**EXCERPT PROVIDED**
------------

MJ: Mr. Shelby Coffey, thank you for joining us today.

SC: Thank you very much.

MJ: Would you tell us your official title here at the Los Angeles Times.

SC: I was appointed executive editor of the paper?

MJ: Can you give us your background in this line of work and how you got involved?

SC: Yes. Before that, I had been with Times Mirror's paper in Dallas, which was the Dallas Times Herald for less than a year actually, but it was then sold. And before that I had been with the U.S. News and World Report as its editor for about a year, and before that I was with The Washington Post for seventeen years in Washington, D.C. working in a variety of both reporting and editing positions.

Increased Specialization and Professionalism

MJ: You've worked for some of the top newspapers and magazines in the Unites States. How has the journalism business or the work ethics changed since you first began? I'm thinking of the Watergate hearings in particular.

SC: A variety of interesting changes have taken place, one of which is an increased knowledge and specialization and increased professionalism on the part of certainly the quality of the younger people we have here at the Los Angeles Time performing a higher level of journalism than was quite the norm when I started over 25 years ago. And that's been a real plus.

I think there is… certainly people have commented on the fact that after Watergate there became somewhat more of an adversarial role in the press corps. I think that it may be reflected in a bit differently, certainly in the Washington press corps, but there has always been a role for the watchdog press society that the American press has often served admirably in, sometimes not so admirably. And we certainly seek to learn from our imperfections.

------------

**DATA SHOWN**
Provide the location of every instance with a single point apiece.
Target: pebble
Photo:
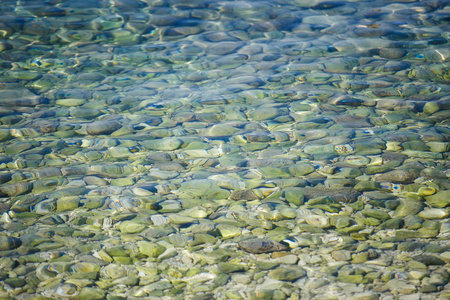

------------

**REQUESTS**
**A.** Reproduce the portion of the interview that begins at the words "MJ: Can you" and stops after "and editing positions.".
**B.** In the interview, which publications does Shelby Coffey say he worked for before the Los Angeles Times?

**RESULTS IN ORDER**
**A.**
MJ: Can you give us your background in this line of work and how you got involved?

SC: Yes. Before that, I had been with Times Mirror's paper in Dallas, which was the Dallas Times Herald for less than a year actually, but it was then sold. And before that I had been with the U.S. News and World Report as its editor for about a year, and before that I was with The Washington Post for seventeen years in Washington, D.C. working in a variety of both reporting and editing positions.

**B.**
- Dallas Times Herald
- U.S. News and World Report
- The Washington Post